## [Phrase grounding data]

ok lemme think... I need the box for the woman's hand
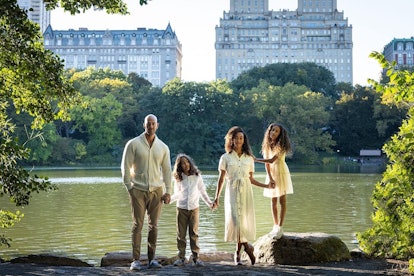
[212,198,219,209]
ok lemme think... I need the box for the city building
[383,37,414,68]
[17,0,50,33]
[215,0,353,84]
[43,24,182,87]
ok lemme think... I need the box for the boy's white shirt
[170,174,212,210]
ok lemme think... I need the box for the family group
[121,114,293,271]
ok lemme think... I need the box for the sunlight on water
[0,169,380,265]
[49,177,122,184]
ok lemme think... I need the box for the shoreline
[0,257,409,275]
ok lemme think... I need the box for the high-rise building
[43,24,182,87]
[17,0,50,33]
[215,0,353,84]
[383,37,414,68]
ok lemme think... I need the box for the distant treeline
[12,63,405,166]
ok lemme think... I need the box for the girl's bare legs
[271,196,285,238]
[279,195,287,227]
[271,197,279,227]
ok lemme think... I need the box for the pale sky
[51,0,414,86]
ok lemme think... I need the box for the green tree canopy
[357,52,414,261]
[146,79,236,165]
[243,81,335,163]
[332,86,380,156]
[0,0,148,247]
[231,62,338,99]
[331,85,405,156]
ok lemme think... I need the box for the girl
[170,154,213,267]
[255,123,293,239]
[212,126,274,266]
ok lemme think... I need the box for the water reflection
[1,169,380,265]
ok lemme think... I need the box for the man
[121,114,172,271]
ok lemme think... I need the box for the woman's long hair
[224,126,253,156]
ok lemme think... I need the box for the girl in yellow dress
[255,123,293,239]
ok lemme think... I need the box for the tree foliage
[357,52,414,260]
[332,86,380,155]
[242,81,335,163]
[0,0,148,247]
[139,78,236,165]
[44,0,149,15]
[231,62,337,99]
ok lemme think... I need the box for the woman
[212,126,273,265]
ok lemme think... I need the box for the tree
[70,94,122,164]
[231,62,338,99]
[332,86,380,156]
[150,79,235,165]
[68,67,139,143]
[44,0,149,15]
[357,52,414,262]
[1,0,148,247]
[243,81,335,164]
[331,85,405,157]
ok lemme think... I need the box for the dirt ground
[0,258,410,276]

## [Exercise]
Give every record again without changing a word. Exclude the pictures.

## [Exercise output]
ok lemme think... I need the box for the woman's hand
[212,198,219,209]
ok lemme think... I need the box for the city building
[383,37,414,68]
[17,0,50,33]
[215,0,353,84]
[43,24,182,87]
ok lemme think... I need the box for the boy's white shirt
[170,174,212,210]
ok lemme think... I need the box for the family group
[121,114,293,271]
ok lemme think... I need the box for the sunlight on water
[0,169,380,265]
[49,177,122,184]
ok lemme think... I need the box for the shoreline
[0,257,409,275]
ok lemme think... I need the box for the high-rise building
[43,24,182,87]
[17,0,50,33]
[215,0,353,84]
[383,37,414,68]
ok lemme think... I need the box for the distant treeline
[12,63,405,166]
ok lemme think... I need the box for the girl's bare legs
[271,196,285,238]
[279,195,287,227]
[271,197,279,227]
ok lemme think... I need the box for the pale sky
[51,0,414,86]
ok lemme think... I need the box for the green tree canopy
[357,52,414,261]
[146,79,236,165]
[243,81,335,163]
[332,86,380,156]
[0,0,148,247]
[231,62,338,99]
[331,85,405,156]
ok lemme think... I need the box for the girl
[170,154,213,267]
[255,123,293,239]
[212,126,274,266]
ok lemme think... I need the box for the water reflection
[1,169,380,265]
ok lemme think... I need the box for the man
[121,114,172,271]
ok lemme think... I need the box for the woman's long hair
[224,126,253,156]
ok lemme think... I need the box for the girl in yellow dress
[255,123,293,239]
ok lemme think... I need the box for the tree foliage
[357,52,414,260]
[332,86,380,155]
[242,81,335,163]
[0,0,148,247]
[139,78,236,165]
[44,0,149,15]
[231,62,337,99]
ok lemme think... I need the box for the woman
[212,126,273,265]
ok lemme think... I need the box for the tree
[70,94,122,164]
[231,62,338,99]
[332,86,380,156]
[150,79,235,165]
[68,67,139,143]
[44,0,149,15]
[357,52,414,262]
[1,0,148,247]
[243,81,335,164]
[331,85,405,157]
ok lemme think... I need the box for the dirt ground
[0,258,410,276]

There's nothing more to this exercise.